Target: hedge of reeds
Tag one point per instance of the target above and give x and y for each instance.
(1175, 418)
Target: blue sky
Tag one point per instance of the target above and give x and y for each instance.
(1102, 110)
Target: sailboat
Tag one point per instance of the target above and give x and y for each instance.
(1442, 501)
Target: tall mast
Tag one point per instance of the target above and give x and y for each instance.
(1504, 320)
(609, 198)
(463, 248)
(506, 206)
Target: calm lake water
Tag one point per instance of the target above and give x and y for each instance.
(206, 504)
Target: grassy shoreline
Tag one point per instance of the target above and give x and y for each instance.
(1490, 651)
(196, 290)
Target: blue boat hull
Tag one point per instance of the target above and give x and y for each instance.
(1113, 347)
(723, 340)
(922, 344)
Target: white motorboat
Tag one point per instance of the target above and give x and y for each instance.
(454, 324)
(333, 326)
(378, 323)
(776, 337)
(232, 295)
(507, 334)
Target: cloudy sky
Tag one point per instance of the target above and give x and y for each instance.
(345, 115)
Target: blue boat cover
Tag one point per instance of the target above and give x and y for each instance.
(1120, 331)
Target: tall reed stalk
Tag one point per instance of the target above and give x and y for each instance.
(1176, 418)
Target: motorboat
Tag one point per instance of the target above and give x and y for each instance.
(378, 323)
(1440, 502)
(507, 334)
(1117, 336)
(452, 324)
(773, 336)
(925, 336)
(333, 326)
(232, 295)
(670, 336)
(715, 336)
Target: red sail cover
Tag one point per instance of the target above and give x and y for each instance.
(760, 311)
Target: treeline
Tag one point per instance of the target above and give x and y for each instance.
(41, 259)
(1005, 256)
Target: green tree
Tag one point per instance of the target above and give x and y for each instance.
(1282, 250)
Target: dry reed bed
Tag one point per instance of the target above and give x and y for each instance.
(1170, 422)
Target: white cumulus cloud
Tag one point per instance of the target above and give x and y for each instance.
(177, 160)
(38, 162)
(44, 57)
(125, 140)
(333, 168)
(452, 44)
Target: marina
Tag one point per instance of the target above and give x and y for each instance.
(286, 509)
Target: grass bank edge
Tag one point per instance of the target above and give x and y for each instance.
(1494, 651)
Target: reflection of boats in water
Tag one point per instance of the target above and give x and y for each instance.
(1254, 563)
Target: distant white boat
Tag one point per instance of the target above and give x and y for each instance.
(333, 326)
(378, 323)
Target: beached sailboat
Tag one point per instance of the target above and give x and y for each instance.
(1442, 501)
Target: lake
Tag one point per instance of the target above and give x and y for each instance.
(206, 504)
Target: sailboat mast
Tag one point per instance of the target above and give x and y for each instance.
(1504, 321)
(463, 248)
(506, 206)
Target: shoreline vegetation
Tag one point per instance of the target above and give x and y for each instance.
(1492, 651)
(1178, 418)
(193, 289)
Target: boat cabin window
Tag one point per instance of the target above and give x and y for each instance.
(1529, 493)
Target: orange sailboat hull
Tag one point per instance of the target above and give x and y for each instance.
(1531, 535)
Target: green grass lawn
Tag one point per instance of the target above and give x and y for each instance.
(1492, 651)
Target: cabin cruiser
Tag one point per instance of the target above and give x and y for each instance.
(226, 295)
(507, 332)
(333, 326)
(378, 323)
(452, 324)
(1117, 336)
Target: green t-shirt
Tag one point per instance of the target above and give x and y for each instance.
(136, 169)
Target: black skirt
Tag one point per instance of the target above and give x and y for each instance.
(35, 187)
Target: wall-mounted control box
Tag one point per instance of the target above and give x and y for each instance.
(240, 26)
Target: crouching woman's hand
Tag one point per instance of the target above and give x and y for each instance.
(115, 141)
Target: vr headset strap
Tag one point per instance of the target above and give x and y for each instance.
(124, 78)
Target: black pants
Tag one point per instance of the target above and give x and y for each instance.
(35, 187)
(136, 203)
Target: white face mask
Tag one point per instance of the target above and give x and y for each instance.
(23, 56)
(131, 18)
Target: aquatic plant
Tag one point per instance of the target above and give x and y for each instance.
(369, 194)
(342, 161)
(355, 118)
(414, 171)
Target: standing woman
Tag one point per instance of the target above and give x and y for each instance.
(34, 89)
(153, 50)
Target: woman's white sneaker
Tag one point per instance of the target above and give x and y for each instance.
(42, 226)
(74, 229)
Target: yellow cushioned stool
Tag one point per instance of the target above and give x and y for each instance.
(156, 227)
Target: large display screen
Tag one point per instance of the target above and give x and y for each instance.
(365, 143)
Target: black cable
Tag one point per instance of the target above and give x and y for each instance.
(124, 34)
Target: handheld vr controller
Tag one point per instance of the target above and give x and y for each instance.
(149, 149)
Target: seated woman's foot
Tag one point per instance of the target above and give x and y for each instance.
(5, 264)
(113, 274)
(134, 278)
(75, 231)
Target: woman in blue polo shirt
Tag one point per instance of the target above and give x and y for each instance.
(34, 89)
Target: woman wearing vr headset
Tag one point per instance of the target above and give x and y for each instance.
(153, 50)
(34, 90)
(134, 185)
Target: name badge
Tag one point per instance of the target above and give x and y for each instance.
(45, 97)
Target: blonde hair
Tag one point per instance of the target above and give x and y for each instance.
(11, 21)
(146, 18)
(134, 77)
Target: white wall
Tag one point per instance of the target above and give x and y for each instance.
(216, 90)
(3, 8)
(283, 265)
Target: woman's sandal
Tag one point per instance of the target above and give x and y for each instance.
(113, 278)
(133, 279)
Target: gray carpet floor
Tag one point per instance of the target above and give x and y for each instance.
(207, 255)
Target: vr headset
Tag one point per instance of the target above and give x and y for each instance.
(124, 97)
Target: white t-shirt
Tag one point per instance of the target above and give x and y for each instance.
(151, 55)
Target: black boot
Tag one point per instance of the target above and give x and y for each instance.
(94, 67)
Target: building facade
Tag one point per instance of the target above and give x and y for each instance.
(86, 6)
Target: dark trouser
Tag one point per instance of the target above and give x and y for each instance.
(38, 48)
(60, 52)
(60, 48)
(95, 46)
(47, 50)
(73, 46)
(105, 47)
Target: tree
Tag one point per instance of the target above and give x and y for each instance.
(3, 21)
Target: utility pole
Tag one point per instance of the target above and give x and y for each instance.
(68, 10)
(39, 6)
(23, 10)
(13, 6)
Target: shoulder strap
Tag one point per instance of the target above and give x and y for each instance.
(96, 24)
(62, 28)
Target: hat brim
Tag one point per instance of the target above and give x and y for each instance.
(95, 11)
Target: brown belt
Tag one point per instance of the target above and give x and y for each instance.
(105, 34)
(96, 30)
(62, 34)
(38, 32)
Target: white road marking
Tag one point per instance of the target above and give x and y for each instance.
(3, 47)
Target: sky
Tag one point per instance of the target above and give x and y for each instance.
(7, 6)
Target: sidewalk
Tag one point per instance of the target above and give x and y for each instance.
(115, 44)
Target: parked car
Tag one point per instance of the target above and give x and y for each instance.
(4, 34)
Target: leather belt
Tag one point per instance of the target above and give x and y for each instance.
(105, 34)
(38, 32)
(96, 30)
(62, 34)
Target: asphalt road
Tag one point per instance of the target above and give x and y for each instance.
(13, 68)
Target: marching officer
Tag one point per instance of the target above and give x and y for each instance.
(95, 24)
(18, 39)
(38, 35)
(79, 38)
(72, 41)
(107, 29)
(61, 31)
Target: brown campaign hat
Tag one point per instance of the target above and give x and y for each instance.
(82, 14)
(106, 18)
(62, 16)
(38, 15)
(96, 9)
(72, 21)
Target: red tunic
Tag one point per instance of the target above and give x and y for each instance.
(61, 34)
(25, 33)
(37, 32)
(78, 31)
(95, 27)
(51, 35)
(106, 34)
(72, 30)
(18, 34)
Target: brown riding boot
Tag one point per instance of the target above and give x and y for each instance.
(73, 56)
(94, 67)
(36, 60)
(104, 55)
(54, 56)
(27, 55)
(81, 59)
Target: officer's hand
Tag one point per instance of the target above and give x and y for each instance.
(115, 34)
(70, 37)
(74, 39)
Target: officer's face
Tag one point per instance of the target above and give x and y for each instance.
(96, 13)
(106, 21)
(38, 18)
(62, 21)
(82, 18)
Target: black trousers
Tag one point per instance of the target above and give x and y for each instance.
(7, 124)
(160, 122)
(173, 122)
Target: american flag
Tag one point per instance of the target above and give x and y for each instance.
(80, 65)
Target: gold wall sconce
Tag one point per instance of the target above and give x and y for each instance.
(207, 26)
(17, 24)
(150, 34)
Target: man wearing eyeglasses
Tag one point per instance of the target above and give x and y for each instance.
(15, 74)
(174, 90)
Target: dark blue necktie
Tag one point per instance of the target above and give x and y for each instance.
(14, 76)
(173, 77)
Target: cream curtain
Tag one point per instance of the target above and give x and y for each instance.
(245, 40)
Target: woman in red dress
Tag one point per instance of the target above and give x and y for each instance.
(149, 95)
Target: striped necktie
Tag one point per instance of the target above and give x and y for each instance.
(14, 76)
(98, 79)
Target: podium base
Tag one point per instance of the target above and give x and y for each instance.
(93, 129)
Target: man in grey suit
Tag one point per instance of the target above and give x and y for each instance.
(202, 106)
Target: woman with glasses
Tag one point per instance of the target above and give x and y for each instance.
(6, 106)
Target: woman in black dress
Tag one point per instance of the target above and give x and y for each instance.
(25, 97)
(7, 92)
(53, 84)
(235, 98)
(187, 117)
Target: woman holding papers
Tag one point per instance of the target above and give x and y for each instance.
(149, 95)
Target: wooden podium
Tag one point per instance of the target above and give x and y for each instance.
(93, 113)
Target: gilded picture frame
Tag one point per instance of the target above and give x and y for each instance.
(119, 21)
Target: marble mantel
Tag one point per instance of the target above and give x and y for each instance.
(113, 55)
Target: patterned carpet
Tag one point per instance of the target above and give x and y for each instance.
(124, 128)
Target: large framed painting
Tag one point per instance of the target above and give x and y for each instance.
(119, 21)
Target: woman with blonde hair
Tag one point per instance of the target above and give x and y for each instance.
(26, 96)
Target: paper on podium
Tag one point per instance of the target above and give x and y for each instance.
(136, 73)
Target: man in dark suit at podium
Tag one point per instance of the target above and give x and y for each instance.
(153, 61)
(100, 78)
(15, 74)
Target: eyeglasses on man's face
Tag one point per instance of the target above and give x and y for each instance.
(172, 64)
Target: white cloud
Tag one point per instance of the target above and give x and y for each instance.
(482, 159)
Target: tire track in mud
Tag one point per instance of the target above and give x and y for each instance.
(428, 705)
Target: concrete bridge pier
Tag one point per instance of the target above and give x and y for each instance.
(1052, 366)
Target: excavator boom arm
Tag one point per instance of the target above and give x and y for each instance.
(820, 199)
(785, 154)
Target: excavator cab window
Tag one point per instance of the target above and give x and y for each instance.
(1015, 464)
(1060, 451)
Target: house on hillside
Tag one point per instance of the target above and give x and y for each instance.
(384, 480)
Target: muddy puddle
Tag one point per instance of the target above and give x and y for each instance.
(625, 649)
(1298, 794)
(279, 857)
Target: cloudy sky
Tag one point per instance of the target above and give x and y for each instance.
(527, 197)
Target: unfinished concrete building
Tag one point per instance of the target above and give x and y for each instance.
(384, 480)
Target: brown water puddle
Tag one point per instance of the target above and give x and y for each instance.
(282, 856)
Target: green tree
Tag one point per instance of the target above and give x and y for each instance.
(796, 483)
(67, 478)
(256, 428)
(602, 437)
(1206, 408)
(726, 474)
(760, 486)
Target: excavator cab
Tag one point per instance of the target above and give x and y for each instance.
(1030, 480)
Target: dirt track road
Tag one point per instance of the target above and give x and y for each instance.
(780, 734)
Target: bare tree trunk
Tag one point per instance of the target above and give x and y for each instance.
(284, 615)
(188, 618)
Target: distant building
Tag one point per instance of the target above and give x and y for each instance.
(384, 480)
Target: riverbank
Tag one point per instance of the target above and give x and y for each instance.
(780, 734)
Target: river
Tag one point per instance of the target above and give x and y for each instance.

######

#### [PROBLEM DETAILS]
In the records above, which lines hold the string "carpet"? Copy each one.

#### [TASK RESULT]
Target: gray carpet floor
Target: patterned carpet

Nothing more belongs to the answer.